>> BEGIN Data shown
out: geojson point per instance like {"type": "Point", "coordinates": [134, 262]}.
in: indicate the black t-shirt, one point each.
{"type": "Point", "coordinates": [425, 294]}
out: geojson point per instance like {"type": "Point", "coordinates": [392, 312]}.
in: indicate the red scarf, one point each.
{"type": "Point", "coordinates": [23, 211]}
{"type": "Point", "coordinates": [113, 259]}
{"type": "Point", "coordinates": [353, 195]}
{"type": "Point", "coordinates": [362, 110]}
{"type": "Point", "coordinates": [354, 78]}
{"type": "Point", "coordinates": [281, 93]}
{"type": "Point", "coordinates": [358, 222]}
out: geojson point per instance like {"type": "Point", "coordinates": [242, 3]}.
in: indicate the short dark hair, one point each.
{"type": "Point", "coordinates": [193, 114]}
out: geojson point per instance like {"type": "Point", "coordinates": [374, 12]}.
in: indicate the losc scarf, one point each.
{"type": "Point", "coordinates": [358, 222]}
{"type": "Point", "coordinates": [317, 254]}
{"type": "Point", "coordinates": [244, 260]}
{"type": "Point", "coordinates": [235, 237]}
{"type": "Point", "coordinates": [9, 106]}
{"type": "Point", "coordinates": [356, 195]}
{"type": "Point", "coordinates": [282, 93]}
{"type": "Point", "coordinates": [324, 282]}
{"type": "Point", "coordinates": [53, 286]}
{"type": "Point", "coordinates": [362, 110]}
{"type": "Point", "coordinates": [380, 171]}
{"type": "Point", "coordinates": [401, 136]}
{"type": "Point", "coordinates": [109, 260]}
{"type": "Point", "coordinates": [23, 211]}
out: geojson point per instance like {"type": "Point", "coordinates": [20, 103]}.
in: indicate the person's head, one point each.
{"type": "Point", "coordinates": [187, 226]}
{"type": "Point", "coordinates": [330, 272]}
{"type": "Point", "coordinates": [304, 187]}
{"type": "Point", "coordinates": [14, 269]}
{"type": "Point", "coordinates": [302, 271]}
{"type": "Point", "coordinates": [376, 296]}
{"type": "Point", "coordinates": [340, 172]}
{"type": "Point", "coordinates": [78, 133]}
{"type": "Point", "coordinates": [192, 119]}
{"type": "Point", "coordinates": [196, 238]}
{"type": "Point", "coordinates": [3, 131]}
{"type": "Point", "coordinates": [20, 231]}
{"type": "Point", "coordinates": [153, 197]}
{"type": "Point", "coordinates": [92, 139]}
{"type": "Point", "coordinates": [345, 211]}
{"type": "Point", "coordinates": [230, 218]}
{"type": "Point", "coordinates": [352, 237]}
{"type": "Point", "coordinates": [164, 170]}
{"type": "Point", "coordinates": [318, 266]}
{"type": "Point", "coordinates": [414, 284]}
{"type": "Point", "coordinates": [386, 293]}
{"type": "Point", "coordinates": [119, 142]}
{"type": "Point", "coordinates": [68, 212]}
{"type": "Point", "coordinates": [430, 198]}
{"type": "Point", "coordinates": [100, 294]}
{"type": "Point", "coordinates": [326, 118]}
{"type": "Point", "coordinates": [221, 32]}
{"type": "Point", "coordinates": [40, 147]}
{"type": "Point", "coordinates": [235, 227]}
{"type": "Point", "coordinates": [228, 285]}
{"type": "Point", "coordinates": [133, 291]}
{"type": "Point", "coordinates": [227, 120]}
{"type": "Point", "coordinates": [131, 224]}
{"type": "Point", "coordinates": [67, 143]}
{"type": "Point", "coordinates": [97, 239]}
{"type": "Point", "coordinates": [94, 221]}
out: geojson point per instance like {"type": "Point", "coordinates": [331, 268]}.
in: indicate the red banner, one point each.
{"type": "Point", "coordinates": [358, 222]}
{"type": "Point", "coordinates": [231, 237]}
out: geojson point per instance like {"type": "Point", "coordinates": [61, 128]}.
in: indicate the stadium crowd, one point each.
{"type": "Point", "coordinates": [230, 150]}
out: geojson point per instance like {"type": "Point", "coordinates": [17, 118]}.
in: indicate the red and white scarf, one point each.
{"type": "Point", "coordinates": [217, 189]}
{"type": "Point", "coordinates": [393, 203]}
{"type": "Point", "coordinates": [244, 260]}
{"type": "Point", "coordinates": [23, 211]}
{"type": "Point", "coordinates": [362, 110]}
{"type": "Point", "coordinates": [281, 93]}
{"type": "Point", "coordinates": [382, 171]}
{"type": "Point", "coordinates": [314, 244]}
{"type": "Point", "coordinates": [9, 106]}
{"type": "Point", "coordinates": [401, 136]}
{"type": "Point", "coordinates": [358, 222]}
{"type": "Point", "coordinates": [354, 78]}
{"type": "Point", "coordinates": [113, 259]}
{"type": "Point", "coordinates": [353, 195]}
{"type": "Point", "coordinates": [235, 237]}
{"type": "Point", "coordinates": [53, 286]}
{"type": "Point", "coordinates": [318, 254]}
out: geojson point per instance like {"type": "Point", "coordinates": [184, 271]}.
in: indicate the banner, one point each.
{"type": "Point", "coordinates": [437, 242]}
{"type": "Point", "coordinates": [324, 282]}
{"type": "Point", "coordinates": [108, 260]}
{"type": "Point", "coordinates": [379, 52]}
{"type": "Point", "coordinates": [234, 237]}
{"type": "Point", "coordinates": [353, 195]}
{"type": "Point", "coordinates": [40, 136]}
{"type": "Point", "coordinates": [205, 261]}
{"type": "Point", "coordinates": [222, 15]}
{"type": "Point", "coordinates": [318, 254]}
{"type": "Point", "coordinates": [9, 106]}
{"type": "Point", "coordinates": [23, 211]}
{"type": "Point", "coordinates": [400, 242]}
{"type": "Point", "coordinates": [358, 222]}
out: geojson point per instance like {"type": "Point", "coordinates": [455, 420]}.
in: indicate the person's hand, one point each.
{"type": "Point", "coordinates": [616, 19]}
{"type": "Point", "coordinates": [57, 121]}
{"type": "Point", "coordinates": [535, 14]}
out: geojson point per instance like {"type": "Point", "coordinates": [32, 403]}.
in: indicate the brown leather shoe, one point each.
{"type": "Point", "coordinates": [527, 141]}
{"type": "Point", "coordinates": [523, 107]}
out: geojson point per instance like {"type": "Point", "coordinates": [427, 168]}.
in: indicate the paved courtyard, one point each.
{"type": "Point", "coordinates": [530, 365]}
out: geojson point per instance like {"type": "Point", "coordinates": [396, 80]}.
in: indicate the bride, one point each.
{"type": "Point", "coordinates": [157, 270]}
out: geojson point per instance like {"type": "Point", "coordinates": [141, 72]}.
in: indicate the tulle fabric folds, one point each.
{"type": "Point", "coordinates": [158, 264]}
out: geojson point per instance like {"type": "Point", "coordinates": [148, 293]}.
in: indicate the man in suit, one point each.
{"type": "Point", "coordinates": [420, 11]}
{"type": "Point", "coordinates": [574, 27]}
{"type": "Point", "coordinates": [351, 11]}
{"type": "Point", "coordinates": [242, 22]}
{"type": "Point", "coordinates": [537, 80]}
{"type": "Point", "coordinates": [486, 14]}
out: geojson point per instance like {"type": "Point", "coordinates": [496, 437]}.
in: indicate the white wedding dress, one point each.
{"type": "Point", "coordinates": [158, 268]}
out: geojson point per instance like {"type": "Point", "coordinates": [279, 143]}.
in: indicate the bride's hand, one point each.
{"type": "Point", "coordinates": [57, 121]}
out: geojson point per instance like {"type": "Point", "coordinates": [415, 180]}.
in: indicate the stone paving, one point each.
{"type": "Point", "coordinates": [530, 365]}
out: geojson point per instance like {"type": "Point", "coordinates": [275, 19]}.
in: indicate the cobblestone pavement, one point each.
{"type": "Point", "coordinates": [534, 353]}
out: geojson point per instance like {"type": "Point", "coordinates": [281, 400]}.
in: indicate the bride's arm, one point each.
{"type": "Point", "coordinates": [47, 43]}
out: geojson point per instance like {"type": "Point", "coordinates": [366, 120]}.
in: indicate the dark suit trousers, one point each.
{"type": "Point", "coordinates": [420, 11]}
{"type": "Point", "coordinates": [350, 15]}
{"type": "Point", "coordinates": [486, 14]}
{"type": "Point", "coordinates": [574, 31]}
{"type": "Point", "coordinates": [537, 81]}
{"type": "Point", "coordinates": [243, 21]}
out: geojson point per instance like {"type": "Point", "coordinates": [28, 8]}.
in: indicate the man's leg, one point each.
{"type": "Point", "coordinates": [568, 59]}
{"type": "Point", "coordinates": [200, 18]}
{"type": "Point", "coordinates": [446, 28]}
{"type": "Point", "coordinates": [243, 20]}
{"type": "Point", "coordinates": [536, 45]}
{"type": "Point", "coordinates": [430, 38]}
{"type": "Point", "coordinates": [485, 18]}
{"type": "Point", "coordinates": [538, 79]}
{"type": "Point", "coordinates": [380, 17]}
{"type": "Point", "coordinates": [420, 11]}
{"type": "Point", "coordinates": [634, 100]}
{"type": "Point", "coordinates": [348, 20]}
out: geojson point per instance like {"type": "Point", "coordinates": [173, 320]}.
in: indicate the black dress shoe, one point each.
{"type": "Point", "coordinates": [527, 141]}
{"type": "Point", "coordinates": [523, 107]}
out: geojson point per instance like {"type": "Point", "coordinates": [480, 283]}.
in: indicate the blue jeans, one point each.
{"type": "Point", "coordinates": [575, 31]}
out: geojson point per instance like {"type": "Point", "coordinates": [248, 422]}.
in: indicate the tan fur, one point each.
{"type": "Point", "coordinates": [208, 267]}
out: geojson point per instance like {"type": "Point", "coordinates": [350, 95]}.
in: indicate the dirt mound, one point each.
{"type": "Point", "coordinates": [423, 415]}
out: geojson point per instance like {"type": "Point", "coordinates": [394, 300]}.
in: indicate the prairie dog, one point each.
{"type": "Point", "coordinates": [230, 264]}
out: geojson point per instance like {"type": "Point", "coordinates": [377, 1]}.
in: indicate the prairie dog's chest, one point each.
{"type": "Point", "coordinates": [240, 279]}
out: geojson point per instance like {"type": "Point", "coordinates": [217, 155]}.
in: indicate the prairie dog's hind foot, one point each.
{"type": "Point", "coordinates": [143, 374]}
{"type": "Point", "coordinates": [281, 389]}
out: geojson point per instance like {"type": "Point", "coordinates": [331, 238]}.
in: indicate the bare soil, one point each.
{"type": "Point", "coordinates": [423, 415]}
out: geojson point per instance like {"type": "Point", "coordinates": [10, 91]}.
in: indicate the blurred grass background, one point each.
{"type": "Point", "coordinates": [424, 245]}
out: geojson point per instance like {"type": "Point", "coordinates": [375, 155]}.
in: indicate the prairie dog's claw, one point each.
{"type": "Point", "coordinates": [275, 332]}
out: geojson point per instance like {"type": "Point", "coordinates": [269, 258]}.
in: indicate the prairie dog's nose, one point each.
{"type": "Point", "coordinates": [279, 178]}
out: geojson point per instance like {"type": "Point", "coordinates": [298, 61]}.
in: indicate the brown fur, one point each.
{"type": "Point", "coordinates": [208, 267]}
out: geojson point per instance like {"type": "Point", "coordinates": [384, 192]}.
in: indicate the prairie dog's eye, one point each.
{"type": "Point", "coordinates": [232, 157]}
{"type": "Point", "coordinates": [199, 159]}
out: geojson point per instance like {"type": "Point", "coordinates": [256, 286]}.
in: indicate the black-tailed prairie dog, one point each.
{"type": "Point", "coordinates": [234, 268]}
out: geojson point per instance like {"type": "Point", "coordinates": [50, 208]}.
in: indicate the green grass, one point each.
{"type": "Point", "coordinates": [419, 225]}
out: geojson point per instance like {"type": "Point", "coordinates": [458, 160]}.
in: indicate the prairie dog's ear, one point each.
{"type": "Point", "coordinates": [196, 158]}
>> END Data shown
• _The request_: Report every line of the items above that contains the word "dark".

• _Answer_:
in: indicate the short dark hair, one point each.
in: indicate the dark suit trousers, one point each.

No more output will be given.